The data section start
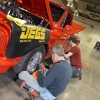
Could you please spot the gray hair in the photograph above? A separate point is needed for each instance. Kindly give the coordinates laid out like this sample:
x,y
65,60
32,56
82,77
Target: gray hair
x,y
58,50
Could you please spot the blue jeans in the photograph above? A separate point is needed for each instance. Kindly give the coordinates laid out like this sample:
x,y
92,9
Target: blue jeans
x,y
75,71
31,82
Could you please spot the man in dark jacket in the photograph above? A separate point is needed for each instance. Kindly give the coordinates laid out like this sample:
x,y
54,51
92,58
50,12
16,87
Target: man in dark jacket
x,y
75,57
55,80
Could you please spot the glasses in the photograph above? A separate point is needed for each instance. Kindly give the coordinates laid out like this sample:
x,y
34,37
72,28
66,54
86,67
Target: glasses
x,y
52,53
The data section end
The data section start
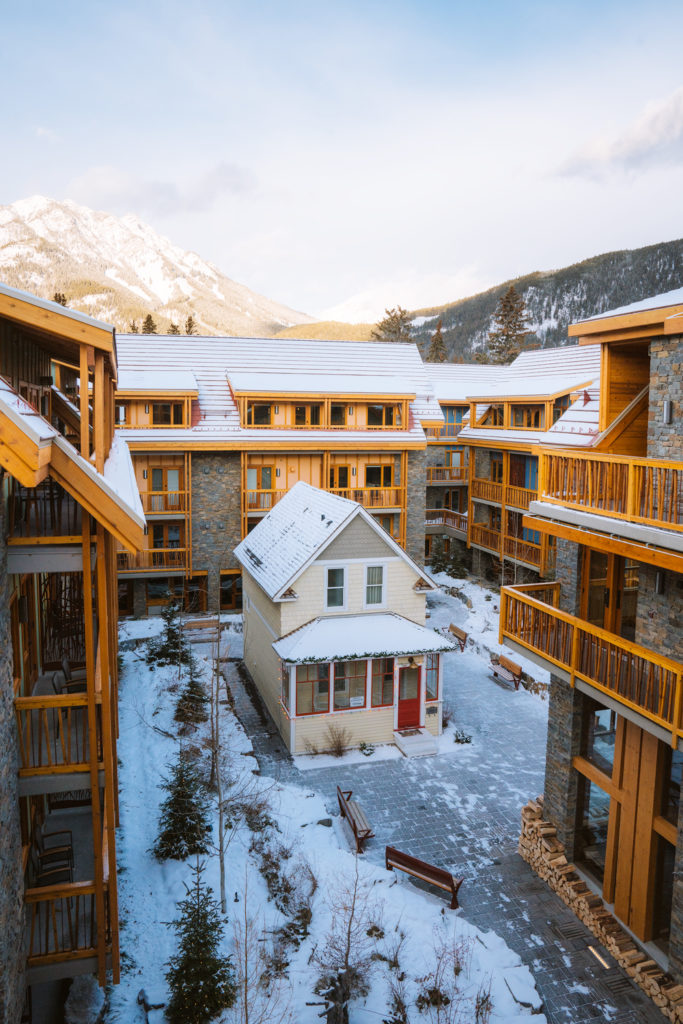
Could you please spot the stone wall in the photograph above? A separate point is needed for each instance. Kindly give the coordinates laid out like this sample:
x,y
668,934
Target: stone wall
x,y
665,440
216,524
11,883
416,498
The data section end
◆ Exercise prompt: Out of the records, collect only those lines that contain the string "point".

◆ Answer for the task:
Could you please spot the gray hair in the photograph above? A separate point is needed for each instance. Kindly give the coordinates laid out like this sample:
Could you please spot the blue jeans in the photograph above? A separate point is needed for each instance. Kindly give the coordinates laid out like this sample:
Could you please spot the man in dark jacket in the photograph above? A separate point is needed for each instance. Kindly give the coordinates laid out like this sample:
Could you please spot the glasses in the photograph above? A separate point is needed for each instance. Kindly give the coordinates laid out like this sample:
Could you please spot the stone wall in the photograph above? A separate point is needed for each instance. Kindly give the coordinates laid out like this sample:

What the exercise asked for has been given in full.